[Stored items from a collection]
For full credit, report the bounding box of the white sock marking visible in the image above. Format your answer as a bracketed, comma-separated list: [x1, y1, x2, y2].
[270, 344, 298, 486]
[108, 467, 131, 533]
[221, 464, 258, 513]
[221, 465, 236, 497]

# [PROBLEM DETAILS]
For this exercise, restate every record word for word.

# [RESULT FOR THIS TASK]
For full credit, report the bounding box of the white sock marking visible in the image above. Format your answer as a bracketed, comma-separated list: [x1, y1, x2, y2].
[270, 344, 298, 486]
[108, 467, 131, 533]
[221, 464, 258, 513]
[221, 465, 236, 497]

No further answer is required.